> [Excerpted text]
London.
HAPPY BIRTHDAY WANDA JUNE
by Kurt Vonnegut.
Old Red Lion Theatre 418 Saint John Street London EC1V 4NJ To 24 November 2012.
Tue-Sat 7.30pm Sun 3pm.
Captioned 23 Nov.
Runs 2hr One interval.
TICKETS: 0844 412 4307.
www.oldredliontheatre.co.uk
Review: Francis Grin 31 October.
The revolution will be dramatized.
"Educating a beautiful woman is like pouring honey into a fine swiss watch. Everything stops," Harold Ryan confidently tells his son, who looks back at him in slight confusion. Unfortunately, the only thing that has stopped is Harold, who returns home from Vietnam to find that the United States is now a changed country. The women’s movement is in full gear, war is no longer glorified and the ‘tough man of the house’ which Harold represents is slowly becoming extinct.
Kurt Vonnegut’s Happy Birthday Wanda June comically and sharply captures the shifting attitudes of a nation during the sixties. Harold Ryan returns home after eight years of warfare to find that not only is his wife (who now has a masters degree) getting remarried, there’s a new breed of men in town. These men are of a more ‘sensitive’ nature – they wear beads, speak about equality and consider their mind to be their prime weapon of choice. Yet, worst of all, while some idealize Harold’s outdated ‘manliness’, most simply pity it.
Designer Meg Witts captures the stale masculinity of the Ryan residence, filling it with stuffed deer heads and fox skins (Harold’s glorified ‘killings’). The added touch of the ‘roaring’ beastly door bell fully ridicules that which was once in fashion.

> [Information provided]

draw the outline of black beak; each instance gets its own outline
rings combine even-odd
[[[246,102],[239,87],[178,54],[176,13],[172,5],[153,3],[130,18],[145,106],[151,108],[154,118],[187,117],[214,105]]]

> [Exercise requirements] Decide whether each statement agrees with the theatre review, answering yes or no and quoting the words of the review that settle it. 1. Harold Ryan comes home after eight years of warfare. 2. Harold's wife now holds a doctorate. 3. The production runs without an interval.

> [Reply to the task]
1. Yes: "Harold Ryan returns home after eight years of warfare"
2. No: "who now has a masters degree"
3. No: "Runs 2hr One interval."